_Instructions to follow_: Without skipping or changing anything, print all the entries.
(Information given Opens)
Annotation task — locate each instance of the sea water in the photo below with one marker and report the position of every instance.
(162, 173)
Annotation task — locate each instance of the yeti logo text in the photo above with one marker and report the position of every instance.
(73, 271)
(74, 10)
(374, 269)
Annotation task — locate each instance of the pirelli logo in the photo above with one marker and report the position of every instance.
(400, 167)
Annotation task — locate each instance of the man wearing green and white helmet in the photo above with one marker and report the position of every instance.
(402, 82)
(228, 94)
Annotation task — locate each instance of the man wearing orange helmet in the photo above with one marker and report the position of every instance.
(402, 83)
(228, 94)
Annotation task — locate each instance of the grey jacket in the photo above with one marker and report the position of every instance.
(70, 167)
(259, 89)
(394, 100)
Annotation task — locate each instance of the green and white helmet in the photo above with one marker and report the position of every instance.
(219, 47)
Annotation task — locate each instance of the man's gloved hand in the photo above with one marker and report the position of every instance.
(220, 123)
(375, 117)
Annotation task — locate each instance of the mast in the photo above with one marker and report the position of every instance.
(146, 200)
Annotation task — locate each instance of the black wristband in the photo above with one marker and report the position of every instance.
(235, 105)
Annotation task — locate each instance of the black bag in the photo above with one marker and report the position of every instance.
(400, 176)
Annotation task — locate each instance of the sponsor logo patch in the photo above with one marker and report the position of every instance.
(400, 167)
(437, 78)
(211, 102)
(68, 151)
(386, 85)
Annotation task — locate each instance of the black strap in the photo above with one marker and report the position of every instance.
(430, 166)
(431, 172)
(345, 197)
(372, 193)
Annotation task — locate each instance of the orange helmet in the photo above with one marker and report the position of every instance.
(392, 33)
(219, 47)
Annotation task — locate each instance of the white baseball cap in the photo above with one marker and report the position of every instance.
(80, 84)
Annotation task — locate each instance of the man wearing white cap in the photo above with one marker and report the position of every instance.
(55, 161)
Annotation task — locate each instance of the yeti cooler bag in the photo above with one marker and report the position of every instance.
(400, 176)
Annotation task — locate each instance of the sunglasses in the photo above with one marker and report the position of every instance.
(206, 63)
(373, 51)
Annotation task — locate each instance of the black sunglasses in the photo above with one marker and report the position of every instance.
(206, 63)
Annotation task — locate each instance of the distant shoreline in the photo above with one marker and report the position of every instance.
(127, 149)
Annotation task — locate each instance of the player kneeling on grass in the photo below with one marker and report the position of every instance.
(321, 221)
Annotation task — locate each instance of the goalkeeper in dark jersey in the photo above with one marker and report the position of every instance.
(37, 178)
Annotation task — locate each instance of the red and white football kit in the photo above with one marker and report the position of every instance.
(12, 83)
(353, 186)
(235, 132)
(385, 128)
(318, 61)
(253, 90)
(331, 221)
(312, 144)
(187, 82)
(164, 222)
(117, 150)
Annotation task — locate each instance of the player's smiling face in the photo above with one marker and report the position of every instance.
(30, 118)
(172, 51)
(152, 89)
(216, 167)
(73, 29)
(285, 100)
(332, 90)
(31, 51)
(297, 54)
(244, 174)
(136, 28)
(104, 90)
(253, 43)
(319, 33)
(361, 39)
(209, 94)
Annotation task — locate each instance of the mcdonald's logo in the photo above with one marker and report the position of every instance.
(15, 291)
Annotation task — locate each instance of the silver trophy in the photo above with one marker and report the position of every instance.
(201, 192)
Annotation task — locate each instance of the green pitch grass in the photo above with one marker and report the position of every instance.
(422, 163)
(Information given Closes)
_The answer_:
Annotation task — locate each instance of the sea water in the photo below with one marker and report the position of every instance.
(162, 173)
Annotation task — locate each instance of the yeti logo text in the photo above with one marker and report the position of every instance.
(73, 271)
(74, 10)
(374, 269)
Annotation task — locate each instance of the pirelli logo in the photo above with one marker and report the position of every instance.
(400, 167)
Annotation task — locate each instance of the man wearing green and white helmet in the photo above with one marker and report the position of every instance.
(402, 82)
(228, 94)
Annotation task — locate each instance of the man wearing orange helmet in the photo above with one marker and report the position of every instance.
(402, 83)
(228, 94)
Annotation task — locate each instance of the grey jacket in the photo above with one marker and report the position of every instance.
(70, 167)
(259, 89)
(394, 100)
Annotation task — locate each instance of the green and white helmet in the photo above with one marker and report the position of every instance.
(219, 47)
Annotation task — locate each instance of the man's gloved hand in the photo above with one marker and report the position of every instance.
(220, 123)
(375, 117)
Annotation task — locate each instance of the mast in the photo above with one marker and report the position of every instance.
(146, 200)
Annotation task — locate each instance of the black wristband in the photo above with one marker and report the position of every instance.
(235, 105)
Annotation task — locate each instance of the black bag in the photo above with one marker and report the position of every instance.
(400, 176)
Annotation task — locate each instance of the sponsor logo patch in the photo above with one marker and report the position of every instance.
(400, 167)
(437, 78)
(211, 102)
(68, 151)
(386, 85)
Annotation task — locate each instance of the black strap in the photo above with one marker and report the position of every instance.
(430, 166)
(431, 172)
(345, 197)
(372, 193)
Annotation task — locate each instance of the orange helmet in the photo above with one marker and report the position of every instance.
(392, 33)
(219, 47)
Annotation task — locate each instance of the white baseball cap in the photo above with one marker and report the position of every instance.
(80, 84)
Annotation task — locate each instance of the man wearing white cap in the photo above with one marker and report the position of every instance.
(55, 161)
Annotation task — locate each instance of the yeti cooler bag in the photo above with one marker and report the position of every instance.
(400, 176)
Annotation task — locate each instance of the sunglasses in the photo above with one marker and report the position of every instance.
(206, 63)
(373, 51)
Annotation task — locate each instance of the black sunglasses in the photo above with one marker and report the position of every instance.
(206, 63)
Annotation task — locate each instance of the distant shoreline in the photo above with one marker and report the position of every instance.
(127, 149)
Annotation task — locate each instance of the player kneeling on grass in the photo below with one marker and report the position of every instance.
(321, 221)
Annotation task — locate each instance of the goalkeeper in dark jersey in the photo above with one marker and report the position of every instance.
(37, 178)
Annotation task — locate each instance of the red and white football kit in the photo above with one marker and report the position of every instance.
(12, 83)
(353, 186)
(235, 132)
(385, 128)
(318, 61)
(253, 90)
(331, 221)
(312, 144)
(187, 82)
(164, 222)
(117, 150)
Annotation task — locate each instance of the player's smiling face in the photo above with one marker and report the position of every instance.
(30, 118)
(172, 51)
(152, 89)
(216, 167)
(73, 29)
(285, 100)
(332, 90)
(31, 51)
(297, 54)
(244, 174)
(136, 28)
(104, 90)
(253, 43)
(319, 33)
(361, 39)
(209, 94)
Annotation task — locate each instance of the mcdonald's logo in the photo above with one marker and report the position of every instance.
(15, 291)
Annotation task — locate each instance of the silver trophy in the photo above with one marker and report the position of every instance.
(201, 192)
Annotation task — locate each instance of the green pitch grass in the photo above with one marker and report the position of every instance.
(422, 163)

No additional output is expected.